"""
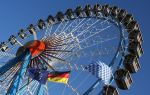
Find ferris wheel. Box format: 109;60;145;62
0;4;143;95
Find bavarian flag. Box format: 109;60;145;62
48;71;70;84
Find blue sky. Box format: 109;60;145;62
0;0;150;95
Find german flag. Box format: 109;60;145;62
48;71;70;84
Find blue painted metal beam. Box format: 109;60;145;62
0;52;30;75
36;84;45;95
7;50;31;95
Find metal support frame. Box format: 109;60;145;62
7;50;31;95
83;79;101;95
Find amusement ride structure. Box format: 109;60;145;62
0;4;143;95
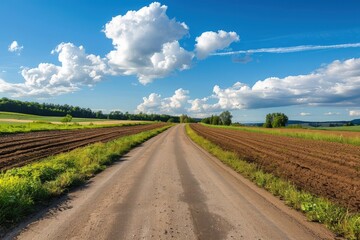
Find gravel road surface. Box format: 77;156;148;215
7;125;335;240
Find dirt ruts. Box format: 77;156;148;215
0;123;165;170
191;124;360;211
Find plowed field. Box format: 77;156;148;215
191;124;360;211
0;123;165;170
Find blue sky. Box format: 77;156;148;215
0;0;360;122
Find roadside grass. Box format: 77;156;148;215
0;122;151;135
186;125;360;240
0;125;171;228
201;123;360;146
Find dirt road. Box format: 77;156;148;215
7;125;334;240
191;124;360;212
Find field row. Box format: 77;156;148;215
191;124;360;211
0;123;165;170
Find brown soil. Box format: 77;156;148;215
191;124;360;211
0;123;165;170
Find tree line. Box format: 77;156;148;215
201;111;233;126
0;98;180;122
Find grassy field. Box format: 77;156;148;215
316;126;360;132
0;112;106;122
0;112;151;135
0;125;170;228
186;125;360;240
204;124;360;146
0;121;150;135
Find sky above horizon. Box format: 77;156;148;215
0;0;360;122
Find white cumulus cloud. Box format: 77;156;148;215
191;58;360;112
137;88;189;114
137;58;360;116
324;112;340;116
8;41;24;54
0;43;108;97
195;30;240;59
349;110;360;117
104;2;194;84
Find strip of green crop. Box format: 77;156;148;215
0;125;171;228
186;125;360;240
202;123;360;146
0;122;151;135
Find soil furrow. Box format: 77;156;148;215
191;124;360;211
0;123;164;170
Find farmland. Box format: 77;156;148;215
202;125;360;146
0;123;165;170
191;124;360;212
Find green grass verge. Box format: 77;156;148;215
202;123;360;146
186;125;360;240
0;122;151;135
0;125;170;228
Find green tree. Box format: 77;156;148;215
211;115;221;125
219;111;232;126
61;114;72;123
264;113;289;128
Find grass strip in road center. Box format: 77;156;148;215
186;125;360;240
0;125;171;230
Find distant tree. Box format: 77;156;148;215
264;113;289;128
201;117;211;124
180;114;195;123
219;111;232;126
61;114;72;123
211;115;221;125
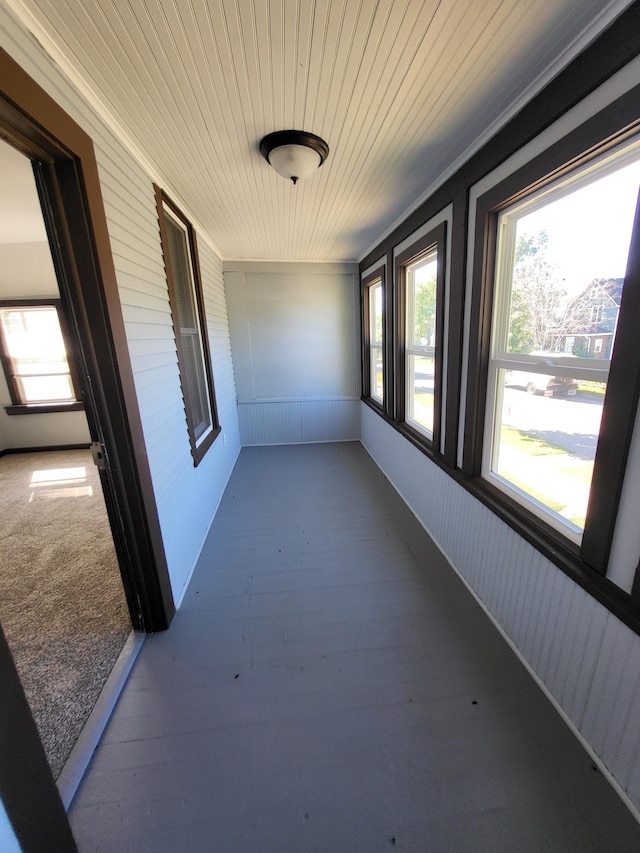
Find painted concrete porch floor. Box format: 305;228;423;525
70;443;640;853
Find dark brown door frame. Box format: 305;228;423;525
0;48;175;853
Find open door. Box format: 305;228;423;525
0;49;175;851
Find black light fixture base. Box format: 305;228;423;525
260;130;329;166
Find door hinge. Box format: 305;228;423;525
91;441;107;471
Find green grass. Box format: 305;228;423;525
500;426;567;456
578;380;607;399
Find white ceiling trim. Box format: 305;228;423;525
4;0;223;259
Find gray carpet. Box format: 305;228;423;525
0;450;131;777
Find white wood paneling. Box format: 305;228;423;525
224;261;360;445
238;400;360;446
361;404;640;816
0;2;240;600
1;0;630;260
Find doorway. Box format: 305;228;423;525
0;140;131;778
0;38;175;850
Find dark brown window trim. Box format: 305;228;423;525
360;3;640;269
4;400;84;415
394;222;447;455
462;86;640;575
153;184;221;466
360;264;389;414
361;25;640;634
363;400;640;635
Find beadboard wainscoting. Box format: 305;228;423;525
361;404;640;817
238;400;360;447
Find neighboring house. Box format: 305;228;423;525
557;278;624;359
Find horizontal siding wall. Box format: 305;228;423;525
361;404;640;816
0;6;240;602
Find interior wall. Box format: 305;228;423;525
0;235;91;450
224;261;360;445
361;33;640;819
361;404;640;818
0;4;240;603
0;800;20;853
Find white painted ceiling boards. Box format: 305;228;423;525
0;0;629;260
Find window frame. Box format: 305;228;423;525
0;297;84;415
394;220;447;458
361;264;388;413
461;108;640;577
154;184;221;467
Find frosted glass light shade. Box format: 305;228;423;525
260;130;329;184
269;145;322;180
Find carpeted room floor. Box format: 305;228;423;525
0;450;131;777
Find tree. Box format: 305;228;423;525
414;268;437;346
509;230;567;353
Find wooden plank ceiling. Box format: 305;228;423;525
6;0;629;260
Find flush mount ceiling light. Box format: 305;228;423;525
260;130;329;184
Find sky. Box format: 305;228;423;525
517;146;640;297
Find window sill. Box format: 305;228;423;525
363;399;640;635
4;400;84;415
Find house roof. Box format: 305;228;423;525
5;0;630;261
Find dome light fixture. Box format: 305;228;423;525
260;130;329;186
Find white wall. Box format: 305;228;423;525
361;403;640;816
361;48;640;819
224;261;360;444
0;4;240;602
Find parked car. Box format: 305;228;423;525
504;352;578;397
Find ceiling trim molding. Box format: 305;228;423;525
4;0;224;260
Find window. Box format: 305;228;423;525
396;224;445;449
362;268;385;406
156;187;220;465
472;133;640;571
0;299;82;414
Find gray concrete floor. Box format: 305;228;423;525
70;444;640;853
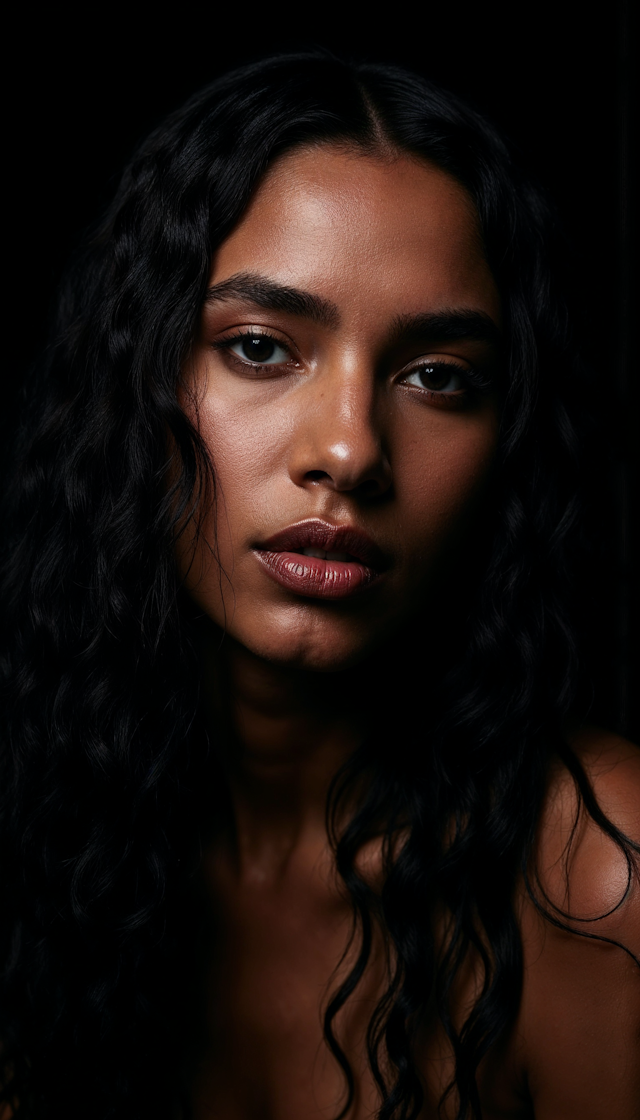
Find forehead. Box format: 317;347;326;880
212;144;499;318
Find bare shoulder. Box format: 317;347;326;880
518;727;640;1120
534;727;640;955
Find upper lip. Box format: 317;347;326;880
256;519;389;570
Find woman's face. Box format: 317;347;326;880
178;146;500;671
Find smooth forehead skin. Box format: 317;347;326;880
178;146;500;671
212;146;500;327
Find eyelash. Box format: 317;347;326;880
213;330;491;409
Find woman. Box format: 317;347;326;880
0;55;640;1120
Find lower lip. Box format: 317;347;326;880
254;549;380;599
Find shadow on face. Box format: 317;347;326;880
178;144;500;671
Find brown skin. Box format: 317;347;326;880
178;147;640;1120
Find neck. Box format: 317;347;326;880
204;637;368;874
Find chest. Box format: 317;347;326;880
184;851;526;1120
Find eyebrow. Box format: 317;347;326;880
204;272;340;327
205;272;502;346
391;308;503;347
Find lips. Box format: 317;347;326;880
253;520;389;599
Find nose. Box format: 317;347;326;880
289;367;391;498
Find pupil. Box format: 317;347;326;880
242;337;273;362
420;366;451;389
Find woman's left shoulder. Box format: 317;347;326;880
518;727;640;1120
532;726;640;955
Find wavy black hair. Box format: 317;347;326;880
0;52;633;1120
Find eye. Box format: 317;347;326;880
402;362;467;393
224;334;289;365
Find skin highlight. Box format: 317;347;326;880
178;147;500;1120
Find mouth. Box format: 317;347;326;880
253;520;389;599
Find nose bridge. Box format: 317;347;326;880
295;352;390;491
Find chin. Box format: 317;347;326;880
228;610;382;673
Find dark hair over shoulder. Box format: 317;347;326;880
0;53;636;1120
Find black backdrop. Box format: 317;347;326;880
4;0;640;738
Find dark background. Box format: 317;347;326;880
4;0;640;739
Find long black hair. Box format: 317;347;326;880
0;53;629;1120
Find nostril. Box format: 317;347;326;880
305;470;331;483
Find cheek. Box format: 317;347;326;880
"""
▸ PROMPT: Render each line of the listing above as a JSON list of strings, one string per line, with blank lines left out. Leave the pictures out of the answer.

▸ ANSWER FOR THE TASK:
[
  "Find ferris wheel. Box format: 109;60;145;62",
  "0;4;143;95",
  "Find bavarian flag. Box format: 109;60;145;62",
  "48;71;70;84",
  "Find blue sky. Box format: 109;60;145;62",
  "0;0;150;95",
  "Find german flag. Box format: 109;60;145;62",
  "48;71;70;84",
  "Find blue painted metal beam. Box format: 109;60;145;62",
  "0;52;30;75",
  "36;84;45;95",
  "7;50;31;95",
  "Find metal support frame. Box format: 109;60;145;62",
  "7;50;31;95",
  "83;79;101;95",
  "Find amusement ride structure. Box format: 109;60;145;62",
  "0;4;143;95",
  "Find gravel road surface. Box format: 77;156;148;215",
  "7;125;335;240",
  "Find dirt ruts. Box format: 77;156;148;215",
  "0;123;165;170",
  "191;124;360;211",
  "Find plowed field. Box format: 77;156;148;215",
  "191;124;360;211",
  "0;123;165;170",
  "Find blue sky. Box format: 77;156;148;215",
  "0;0;360;122",
  "Find roadside grass. Box format: 77;156;148;215",
  "0;122;151;135",
  "186;125;360;240",
  "0;125;171;228",
  "201;123;360;146",
  "Find dirt road. Box format: 77;156;148;215",
  "7;125;334;240",
  "191;124;360;212",
  "Find field row. Box format: 77;156;148;215",
  "191;124;360;211",
  "0;123;165;170",
  "Find brown soil. Box format: 77;156;148;215",
  "191;124;360;211",
  "0;123;165;170",
  "Find tree line. Box format: 77;156;148;215",
  "201;111;233;126",
  "0;98;180;122",
  "Find grassy field. Box format: 77;156;148;215",
  "316;126;360;132",
  "0;112;106;122",
  "0;112;151;135",
  "0;125;170;228",
  "186;125;360;240",
  "204;124;360;146",
  "0;121;150;135",
  "Find sky above horizon. Box format: 77;156;148;215",
  "0;0;360;122",
  "Find white cumulus cloud. Box format: 77;156;148;215",
  "191;58;360;112",
  "137;88;189;114",
  "137;58;360;116",
  "324;112;340;116",
  "8;41;24;54",
  "0;43;108;97",
  "195;30;240;59",
  "349;110;360;117",
  "104;2;194;84",
  "Find strip of green crop. Box format: 77;156;148;215",
  "0;125;171;228",
  "186;125;360;240",
  "202;123;360;146",
  "0;122;151;135",
  "Find soil furrow. Box format: 77;156;148;215",
  "191;124;360;211",
  "0;123;164;170",
  "Find farmland. Box format: 77;156;148;215",
  "202;125;360;146",
  "0;123;165;170",
  "191;124;360;212",
  "Find green grass verge. Box format: 77;156;148;215",
  "202;123;360;146",
  "186;125;360;240",
  "0;122;151;135",
  "0;125;170;228",
  "Find green tree. Box format: 77;156;148;215",
  "211;115;221;125",
  "219;111;232;126",
  "61;114;72;123",
  "264;113;289;128",
  "Find grass strip in road center. Box format: 77;156;148;215",
  "186;125;360;240",
  "0;125;171;230",
  "Find distant tree. Box format: 77;156;148;215",
  "264;113;289;128",
  "201;117;211;124",
  "180;114;195;123",
  "219;111;232;126",
  "61;114;72;123",
  "211;115;221;125",
  "Find painted concrete porch floor. Box format: 305;228;423;525",
  "70;443;640;853",
  "Find dark brown door frame. Box format: 305;228;423;525",
  "0;48;175;853",
  "Find open door. Box format: 305;228;423;525",
  "0;49;175;851",
  "Find black light fixture base. Box format: 305;228;423;525",
  "260;130;329;166",
  "Find door hinge. Box format: 305;228;423;525",
  "91;441;107;471",
  "Find green grass. Box format: 305;228;423;525",
  "500;426;567;456",
  "578;380;607;399",
  "Find white ceiling trim. Box format: 305;228;423;525",
  "4;0;223;259",
  "Find gray carpet. Box format: 305;228;423;525",
  "0;450;131;777",
  "Find white wood paneling. Box format: 305;228;423;525",
  "224;261;360;445",
  "238;400;360;446",
  "361;404;640;816",
  "0;2;240;600",
  "1;0;630;260",
  "Find doorway. Box format: 305;228;423;525",
  "0;140;131;778",
  "0;38;175;850",
  "Find dark brown window trim. Box format: 305;228;423;525",
  "360;3;640;269",
  "4;400;84;415",
  "394;222;447;455",
  "462;86;640;575",
  "153;184;221;466",
  "360;264;389;414",
  "361;25;640;634",
  "363;400;640;635",
  "Find beadboard wainscoting. Box format: 305;228;423;525",
  "361;404;640;817",
  "238;400;360;447",
  "Find neighboring house. Box format: 305;228;423;525",
  "557;278;624;359",
  "Find horizontal siding wall. Box format: 305;228;423;525",
  "361;404;640;816",
  "0;6;240;602",
  "Find interior wall. Box format: 305;228;423;525",
  "0;235;91;450",
  "224;261;360;445",
  "361;33;640;819",
  "361;404;640;818",
  "0;4;240;603",
  "0;800;20;853",
  "Find white painted ceiling boards. Box format: 305;228;423;525",
  "0;0;629;260",
  "Find window frame. Box format: 305;228;423;525",
  "0;297;84;415",
  "394;220;447;458",
  "361;264;388;413",
  "461;108;640;577",
  "154;184;221;467",
  "Find frosted glass light shade. Box format: 305;228;423;525",
  "260;130;329;184",
  "269;145;322;180",
  "Find carpeted room floor. Box format: 305;228;423;525",
  "0;450;131;777",
  "Find tree. Box format: 305;228;423;525",
  "414;268;437;346",
  "509;230;567;353",
  "Find wooden plank ceiling. Box format: 305;228;423;525",
  "6;0;629;260",
  "Find flush mount ceiling light. Box format: 305;228;423;525",
  "260;130;329;184",
  "Find sky. Box format: 305;228;423;525",
  "517;146;640;297",
  "Find window sill. Box format: 305;228;423;525",
  "363;399;640;635",
  "4;400;84;415",
  "Find house roof. Box format: 305;228;423;525",
  "5;0;630;261",
  "Find dome light fixture. Box format: 305;228;423;525",
  "260;130;329;186",
  "Find white wall. Box format: 305;228;423;525",
  "361;403;640;816",
  "361;48;640;819",
  "224;261;360;444",
  "0;4;240;602",
  "Find parked car. Box format: 305;228;423;525",
  "504;352;578;397",
  "Find ceiling trim molding. Box format: 305;228;423;525",
  "4;0;224;260",
  "Find window. Box format: 305;228;423;525",
  "396;224;445;449",
  "362;268;385;406",
  "156;187;220;465",
  "472;133;640;571",
  "0;299;82;414",
  "Find gray concrete floor. Box format: 305;228;423;525",
  "70;444;640;853",
  "Find forehead. Box format: 317;347;326;880",
  "212;144;499;318",
  "Find bare shoulder. Box format: 317;347;326;880",
  "518;727;640;1120",
  "534;727;640;955",
  "Find upper lip. Box format: 317;347;326;880",
  "256;519;389;570",
  "Find woman's face. Box format: 317;347;326;880",
  "178;146;500;671",
  "Find smooth forehead skin. Box format: 317;347;326;880",
  "178;146;500;671",
  "212;146;500;327",
  "Find eyelash. Box format: 317;347;326;880",
  "213;330;491;409",
  "Find woman. Box format: 317;347;326;880",
  "0;55;640;1120",
  "Find lower lip. Box format: 317;347;326;880",
  "254;549;380;599",
  "Find shadow on face. Box format: 317;347;326;880",
  "178;144;500;671",
  "Find brown skin. Box format: 317;347;326;880",
  "178;147;640;1120",
  "Find neck. Box format: 317;347;326;880",
  "204;637;368;874",
  "Find chest. Box format: 317;347;326;880",
  "184;851;526;1120",
  "Find eyebrow. Box format: 317;347;326;880",
  "204;272;340;327",
  "205;272;502;346",
  "391;308;503;347",
  "Find lips. Box format: 317;347;326;880",
  "253;520;389;599",
  "Find nose. Box format: 317;347;326;880",
  "289;367;391;498",
  "Find pupil. Box format: 317;347;326;880",
  "242;337;273;362",
  "420;366;451;389",
  "Find woman's left shoulder. Box format: 317;347;326;880",
  "518;727;640;1120",
  "532;726;640;955",
  "Find wavy black hair. Box format: 317;347;326;880",
  "0;52;633;1120",
  "Find eye. Box format: 317;347;326;880",
  "402;362;467;393",
  "224;334;289;365",
  "Find skin highlight. Box format: 317;347;326;880",
  "178;147;500;1120",
  "Find mouth. Box format: 317;347;326;880",
  "253;520;389;599",
  "Find nose bridge. Box format: 317;347;326;880",
  "295;352;390;491",
  "Find chin. Box format: 317;347;326;880",
  "228;610;382;673",
  "Find dark hair over shoulder. Box format: 317;347;326;880",
  "0;53;636;1120",
  "Find black backdrop. Box format: 317;347;326;880",
  "4;0;640;738",
  "Find dark background. Box format: 317;347;326;880",
  "4;0;640;739",
  "Find long black hair. Box format: 317;347;326;880",
  "0;53;629;1120",
  "Find nostril. Box format: 317;347;326;880",
  "305;470;331;483",
  "Find cheek. Box format: 317;347;326;880"
]